**TO BE DONE:**
Transcribe the material below word for word, from its first line through the line that contains "[332,218,360,246]", and leave out the pictures.

[Rows from a dataset for labeling boxes]

------------

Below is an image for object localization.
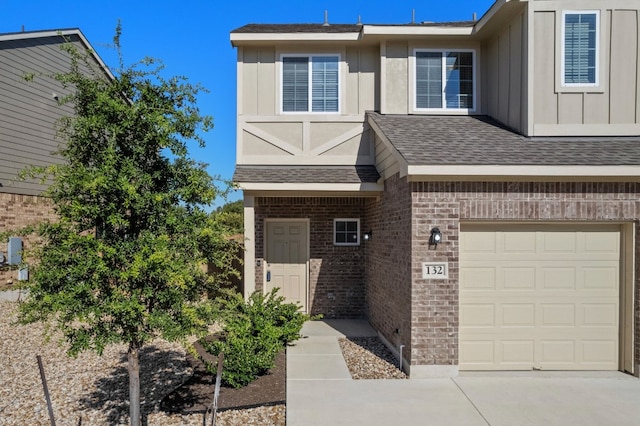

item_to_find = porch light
[429,227,442,246]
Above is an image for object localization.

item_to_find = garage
[459,224,621,370]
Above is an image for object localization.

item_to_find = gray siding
[0,36,84,195]
[480,12,527,132]
[532,0,640,136]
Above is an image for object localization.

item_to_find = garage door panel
[460,225,620,370]
[500,303,536,327]
[540,303,576,328]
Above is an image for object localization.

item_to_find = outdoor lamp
[429,227,442,246]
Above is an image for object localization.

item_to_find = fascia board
[362,25,473,37]
[231,32,360,46]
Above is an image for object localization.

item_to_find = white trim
[560,10,602,87]
[333,218,360,247]
[278,53,344,115]
[409,48,478,114]
[238,182,384,192]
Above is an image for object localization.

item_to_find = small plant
[201,289,309,388]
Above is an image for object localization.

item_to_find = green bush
[201,289,309,388]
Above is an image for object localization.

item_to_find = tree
[19,24,232,425]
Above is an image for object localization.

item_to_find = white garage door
[460,225,620,370]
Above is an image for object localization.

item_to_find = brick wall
[0,193,55,284]
[365,175,412,359]
[410,182,640,365]
[255,197,369,318]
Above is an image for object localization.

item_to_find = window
[282,55,340,112]
[562,11,600,86]
[333,219,360,246]
[415,51,475,110]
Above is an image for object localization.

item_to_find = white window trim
[411,49,478,113]
[278,53,344,115]
[560,10,602,87]
[332,218,360,246]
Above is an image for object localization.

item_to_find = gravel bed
[0,302,286,426]
[339,337,407,379]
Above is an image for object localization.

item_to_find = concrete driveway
[287,320,640,426]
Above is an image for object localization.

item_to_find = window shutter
[311,56,339,112]
[564,13,597,84]
[282,57,309,112]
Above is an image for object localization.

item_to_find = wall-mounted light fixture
[429,227,442,246]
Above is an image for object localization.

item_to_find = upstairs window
[282,55,340,112]
[415,51,475,110]
[562,11,600,86]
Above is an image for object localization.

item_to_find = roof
[0,28,113,78]
[367,112,640,166]
[233,165,380,184]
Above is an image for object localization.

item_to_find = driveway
[287,320,640,426]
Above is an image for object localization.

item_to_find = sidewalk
[287,320,640,426]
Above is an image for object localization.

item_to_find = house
[0,29,109,288]
[231,0,640,377]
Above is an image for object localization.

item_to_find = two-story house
[231,0,640,377]
[0,29,110,285]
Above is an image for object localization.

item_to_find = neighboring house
[231,0,640,377]
[0,29,109,285]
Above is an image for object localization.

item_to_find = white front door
[265,221,309,312]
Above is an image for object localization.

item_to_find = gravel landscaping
[0,302,406,426]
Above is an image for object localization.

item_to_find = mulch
[160,343,287,414]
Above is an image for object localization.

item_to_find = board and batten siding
[237,44,380,165]
[480,8,527,133]
[0,35,84,195]
[531,0,640,136]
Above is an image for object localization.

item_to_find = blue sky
[0,0,494,208]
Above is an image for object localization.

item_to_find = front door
[265,221,309,312]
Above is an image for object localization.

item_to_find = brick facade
[0,193,55,284]
[410,182,640,365]
[255,197,370,318]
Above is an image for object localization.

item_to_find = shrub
[201,289,309,388]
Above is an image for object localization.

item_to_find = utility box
[7,237,22,265]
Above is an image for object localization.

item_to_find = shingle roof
[231,21,477,34]
[367,112,640,166]
[233,166,380,183]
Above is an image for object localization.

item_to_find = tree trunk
[128,342,141,426]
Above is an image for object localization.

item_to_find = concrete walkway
[287,320,640,426]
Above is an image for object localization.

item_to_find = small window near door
[333,219,360,246]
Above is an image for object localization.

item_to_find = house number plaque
[422,262,449,280]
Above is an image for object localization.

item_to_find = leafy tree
[19,24,231,425]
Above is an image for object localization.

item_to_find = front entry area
[459,224,622,370]
[264,220,309,312]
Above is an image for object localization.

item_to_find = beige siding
[237,45,379,165]
[0,36,83,195]
[533,0,640,136]
[481,13,526,132]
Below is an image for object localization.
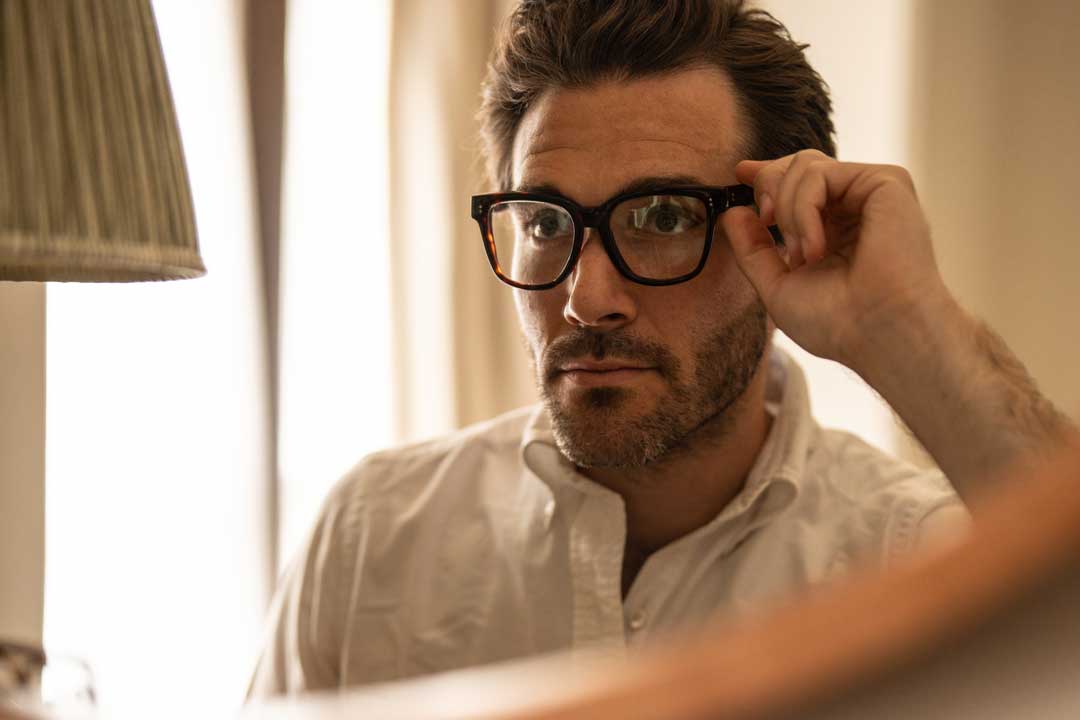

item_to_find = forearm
[852,293,1071,500]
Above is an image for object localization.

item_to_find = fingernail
[757,192,772,219]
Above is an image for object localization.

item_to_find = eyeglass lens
[490,194,708,285]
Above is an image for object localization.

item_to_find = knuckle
[882,165,915,192]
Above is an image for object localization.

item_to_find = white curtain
[44,0,272,718]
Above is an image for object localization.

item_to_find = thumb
[720,207,787,304]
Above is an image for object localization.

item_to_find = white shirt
[249,349,964,696]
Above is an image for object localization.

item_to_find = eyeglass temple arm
[724,185,784,246]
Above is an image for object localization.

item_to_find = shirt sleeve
[247,487,349,701]
[916,505,972,551]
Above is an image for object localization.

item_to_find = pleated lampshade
[0,0,206,282]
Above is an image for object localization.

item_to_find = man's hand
[723,151,1071,499]
[723,150,951,369]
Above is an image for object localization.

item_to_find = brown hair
[480,0,836,191]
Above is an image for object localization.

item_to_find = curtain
[44,0,272,717]
[390,0,536,439]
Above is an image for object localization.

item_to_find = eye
[629,195,702,235]
[525,208,573,240]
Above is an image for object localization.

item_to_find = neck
[582,358,771,578]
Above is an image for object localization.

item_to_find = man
[251,0,1066,694]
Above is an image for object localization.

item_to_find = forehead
[513,68,744,205]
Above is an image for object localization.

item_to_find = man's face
[513,69,768,468]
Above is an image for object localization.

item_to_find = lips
[558,361,656,388]
[559,361,650,372]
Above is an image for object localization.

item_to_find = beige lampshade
[0,0,206,282]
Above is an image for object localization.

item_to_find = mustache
[543,327,679,382]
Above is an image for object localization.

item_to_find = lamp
[0,0,206,282]
[0,0,206,717]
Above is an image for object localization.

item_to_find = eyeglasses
[472,185,754,290]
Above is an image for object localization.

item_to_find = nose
[563,229,637,331]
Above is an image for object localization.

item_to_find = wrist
[841,282,977,399]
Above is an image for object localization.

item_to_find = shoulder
[800,429,967,561]
[323,407,536,515]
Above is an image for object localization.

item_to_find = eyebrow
[514,175,705,200]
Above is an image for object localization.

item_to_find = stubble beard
[540,300,768,470]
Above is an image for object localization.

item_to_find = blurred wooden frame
[501,435,1080,720]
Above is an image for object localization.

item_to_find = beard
[540,299,769,470]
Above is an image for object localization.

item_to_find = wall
[0,282,45,643]
[912,0,1080,425]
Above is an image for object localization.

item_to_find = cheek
[514,289,563,357]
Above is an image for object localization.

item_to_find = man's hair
[480,0,836,190]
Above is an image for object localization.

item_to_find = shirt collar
[521,345,814,527]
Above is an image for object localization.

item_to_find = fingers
[720,207,788,305]
[735,150,867,270]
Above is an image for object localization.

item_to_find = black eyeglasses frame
[472,185,754,290]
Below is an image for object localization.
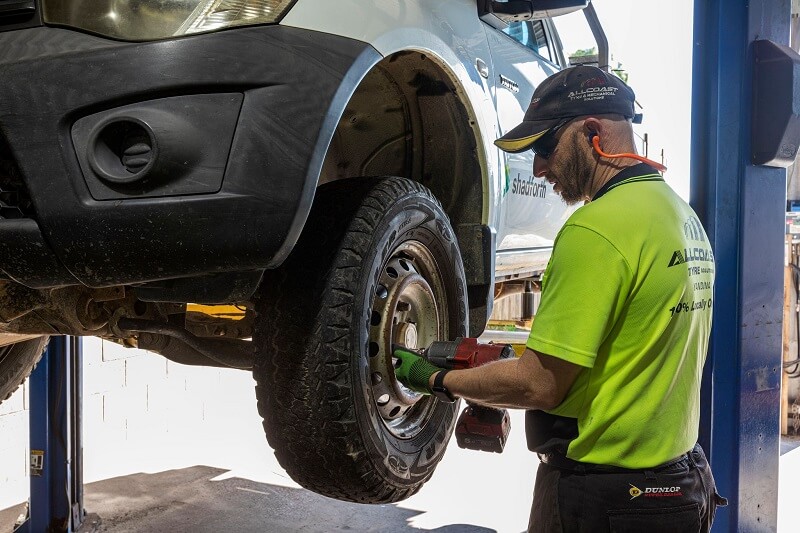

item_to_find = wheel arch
[318,49,494,334]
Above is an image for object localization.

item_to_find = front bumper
[0,26,379,288]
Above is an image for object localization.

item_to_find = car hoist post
[15,336,85,533]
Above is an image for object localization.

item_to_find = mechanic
[395,66,726,533]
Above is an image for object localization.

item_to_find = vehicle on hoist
[0,0,592,502]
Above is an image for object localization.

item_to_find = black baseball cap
[494,65,636,153]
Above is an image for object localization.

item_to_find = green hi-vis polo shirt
[527,164,714,468]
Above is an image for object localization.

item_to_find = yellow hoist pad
[186,304,245,320]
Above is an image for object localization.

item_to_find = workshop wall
[0,337,256,510]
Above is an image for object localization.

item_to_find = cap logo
[568,87,619,102]
[581,76,606,88]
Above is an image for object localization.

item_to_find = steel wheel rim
[368,241,449,439]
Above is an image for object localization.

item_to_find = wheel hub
[369,243,444,438]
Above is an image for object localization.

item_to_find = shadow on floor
[0,466,494,533]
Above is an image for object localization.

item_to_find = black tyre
[254,178,467,503]
[0,337,48,403]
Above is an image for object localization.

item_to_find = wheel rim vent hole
[375,285,389,300]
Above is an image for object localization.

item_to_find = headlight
[42,0,294,41]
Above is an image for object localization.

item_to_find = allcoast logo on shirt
[667,248,714,267]
[628,483,683,500]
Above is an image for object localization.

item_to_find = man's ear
[583,117,603,145]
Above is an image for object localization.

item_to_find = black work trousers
[528,445,726,533]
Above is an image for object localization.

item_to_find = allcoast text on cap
[494,65,636,153]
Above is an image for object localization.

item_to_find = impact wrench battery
[406,338,515,453]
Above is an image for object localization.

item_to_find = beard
[548,134,594,205]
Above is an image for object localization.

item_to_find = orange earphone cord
[592,134,667,172]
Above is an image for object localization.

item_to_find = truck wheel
[253,178,467,503]
[0,337,48,403]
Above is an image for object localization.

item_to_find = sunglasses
[531,118,572,159]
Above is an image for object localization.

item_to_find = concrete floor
[0,366,538,533]
[0,366,800,533]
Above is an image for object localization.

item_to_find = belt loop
[686,449,697,468]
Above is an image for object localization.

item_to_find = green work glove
[394,348,444,394]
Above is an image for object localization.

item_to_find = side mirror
[478,0,589,29]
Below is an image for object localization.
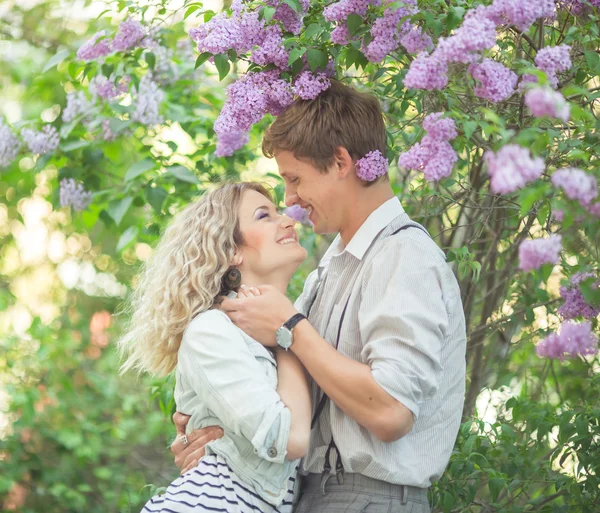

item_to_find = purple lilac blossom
[558,273,600,319]
[77,30,112,61]
[469,59,519,103]
[131,73,165,126]
[535,321,598,360]
[525,87,571,123]
[21,125,59,155]
[293,70,331,100]
[400,26,433,53]
[0,118,21,168]
[484,144,544,194]
[283,205,313,226]
[404,52,448,91]
[551,167,598,206]
[60,178,92,212]
[250,25,289,69]
[356,150,388,182]
[112,18,146,52]
[519,235,562,271]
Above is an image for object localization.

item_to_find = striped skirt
[141,454,295,513]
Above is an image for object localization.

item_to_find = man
[172,81,466,513]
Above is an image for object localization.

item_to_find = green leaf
[146,187,167,214]
[42,50,71,73]
[125,159,156,182]
[106,196,133,226]
[117,226,138,252]
[288,46,306,66]
[194,52,212,69]
[215,54,230,80]
[347,14,364,36]
[167,166,200,183]
[306,48,328,73]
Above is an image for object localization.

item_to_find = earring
[222,267,242,292]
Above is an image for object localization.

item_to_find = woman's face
[238,190,307,279]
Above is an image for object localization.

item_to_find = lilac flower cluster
[558,273,600,319]
[469,59,518,103]
[283,205,313,226]
[519,235,562,271]
[535,321,598,360]
[112,18,146,52]
[356,150,388,182]
[551,167,598,206]
[293,70,331,100]
[215,70,294,157]
[62,91,94,123]
[525,87,571,123]
[398,112,458,181]
[21,125,59,155]
[0,118,21,168]
[60,178,92,212]
[484,144,544,194]
[131,73,165,126]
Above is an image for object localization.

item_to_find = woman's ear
[333,146,354,178]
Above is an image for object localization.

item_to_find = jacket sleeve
[178,310,291,463]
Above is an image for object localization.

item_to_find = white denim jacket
[175,310,299,506]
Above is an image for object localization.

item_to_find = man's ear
[333,146,354,178]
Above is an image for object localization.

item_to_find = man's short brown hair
[262,80,387,176]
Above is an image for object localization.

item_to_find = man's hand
[171,412,223,475]
[221,285,298,347]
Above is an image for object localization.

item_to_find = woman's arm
[275,349,312,460]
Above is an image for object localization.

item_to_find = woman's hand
[171,412,223,475]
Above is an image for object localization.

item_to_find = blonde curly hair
[119,182,272,376]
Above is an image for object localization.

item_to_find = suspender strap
[309,224,429,493]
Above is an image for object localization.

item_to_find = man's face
[275,151,344,233]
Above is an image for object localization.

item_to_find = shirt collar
[319,197,404,275]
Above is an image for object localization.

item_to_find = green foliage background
[0,0,600,513]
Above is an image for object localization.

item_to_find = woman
[120,182,311,513]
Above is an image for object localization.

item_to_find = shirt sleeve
[178,310,291,463]
[358,233,449,419]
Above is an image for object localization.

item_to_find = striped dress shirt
[296,198,466,488]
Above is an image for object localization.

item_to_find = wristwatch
[275,314,306,351]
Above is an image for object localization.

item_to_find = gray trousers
[294,474,431,513]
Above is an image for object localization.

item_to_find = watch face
[275,326,292,349]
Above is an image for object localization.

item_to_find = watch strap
[283,313,306,331]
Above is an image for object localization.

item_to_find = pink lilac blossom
[551,167,598,206]
[214,70,294,156]
[250,25,289,69]
[60,178,92,212]
[525,87,571,123]
[283,205,313,226]
[0,118,21,168]
[356,150,388,182]
[398,112,458,181]
[404,52,448,91]
[519,235,562,271]
[484,144,544,194]
[77,30,112,61]
[400,27,433,53]
[469,59,518,103]
[131,73,165,126]
[558,273,600,319]
[293,71,331,100]
[62,91,94,123]
[112,18,146,52]
[21,125,59,155]
[535,321,598,360]
[363,2,416,62]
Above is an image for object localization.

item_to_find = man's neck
[340,182,394,246]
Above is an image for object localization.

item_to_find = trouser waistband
[302,474,428,504]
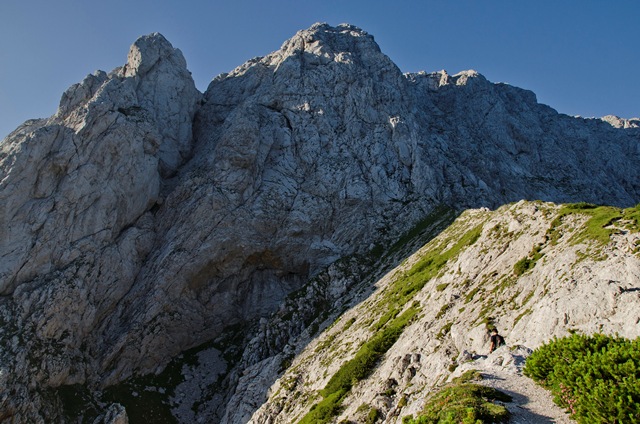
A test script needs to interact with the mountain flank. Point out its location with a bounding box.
[0,24,640,423]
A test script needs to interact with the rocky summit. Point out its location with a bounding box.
[0,24,640,424]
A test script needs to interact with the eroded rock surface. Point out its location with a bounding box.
[0,24,640,422]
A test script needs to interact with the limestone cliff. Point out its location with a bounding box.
[0,24,640,422]
[249,201,640,423]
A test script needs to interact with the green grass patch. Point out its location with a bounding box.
[436,283,449,291]
[523,334,640,424]
[513,245,544,277]
[436,322,453,340]
[402,370,512,424]
[300,305,420,424]
[547,203,640,244]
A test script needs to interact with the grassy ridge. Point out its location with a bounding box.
[300,306,419,424]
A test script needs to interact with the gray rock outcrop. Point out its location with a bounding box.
[0,24,640,422]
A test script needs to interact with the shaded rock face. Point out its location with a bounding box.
[0,24,640,420]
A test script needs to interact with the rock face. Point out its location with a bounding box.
[250,201,640,423]
[0,24,640,422]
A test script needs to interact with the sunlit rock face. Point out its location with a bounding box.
[0,24,640,421]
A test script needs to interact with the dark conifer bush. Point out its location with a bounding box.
[524,334,640,423]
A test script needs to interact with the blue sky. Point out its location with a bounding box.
[0,0,640,138]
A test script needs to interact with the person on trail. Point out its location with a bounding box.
[489,328,506,353]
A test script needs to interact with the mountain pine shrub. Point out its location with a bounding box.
[402,370,512,424]
[524,334,640,424]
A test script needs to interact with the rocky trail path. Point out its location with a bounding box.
[456,347,575,424]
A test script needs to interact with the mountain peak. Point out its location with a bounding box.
[125,32,187,76]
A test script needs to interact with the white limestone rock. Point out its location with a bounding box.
[0,24,640,422]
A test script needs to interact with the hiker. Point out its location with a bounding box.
[489,328,506,353]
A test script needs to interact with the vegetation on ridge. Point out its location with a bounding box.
[300,306,419,424]
[524,334,640,424]
[402,370,512,424]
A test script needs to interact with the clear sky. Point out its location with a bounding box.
[0,0,640,138]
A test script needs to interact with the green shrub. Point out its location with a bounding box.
[436,283,449,291]
[524,334,640,423]
[402,378,511,424]
[365,408,382,424]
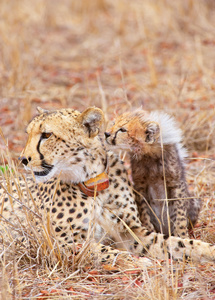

------------

**REPLY:**
Below is an image for object localization.

item_to_find = porch light
[429,227,442,246]
Above is an image for object localization.

item_to_find = garage
[459,224,621,370]
Above is an image for object localization.

item_to_find = gray siding
[0,36,84,195]
[480,12,527,132]
[532,0,640,136]
Above is an image for object localization.

item_to_find = garage door panel
[460,225,620,370]
[500,303,536,327]
[540,303,576,328]
Above is an image for object localization.

item_to_find = outdoor lamp
[429,227,442,246]
Above is an image for object localization.

item_to_find = fascia board
[362,25,473,37]
[231,32,360,46]
Above is an image for object localization.

item_to_find = white trim
[560,10,602,87]
[333,218,360,247]
[278,53,344,115]
[409,48,478,114]
[238,182,384,192]
Above is an image for object localization.

item_to_find = small plant
[201,289,309,388]
Above is an image for object localization.

item_to_find = green bush
[201,289,309,388]
Above is an image for object localization.

item_to_find = tree
[19,24,232,425]
Above is an image for object localization.

item_to_find = white garage door
[460,225,620,370]
Above is an image for object localization.

item_to_find = brick wall
[0,193,55,284]
[365,175,412,359]
[410,182,640,365]
[255,197,369,318]
Above is an image for object localization.

item_to_find = window
[282,55,340,112]
[562,11,600,86]
[333,219,360,246]
[415,51,475,110]
Above is an image for object localization.

item_to_find = white window trim
[411,49,478,113]
[278,53,344,115]
[560,10,602,87]
[332,218,360,246]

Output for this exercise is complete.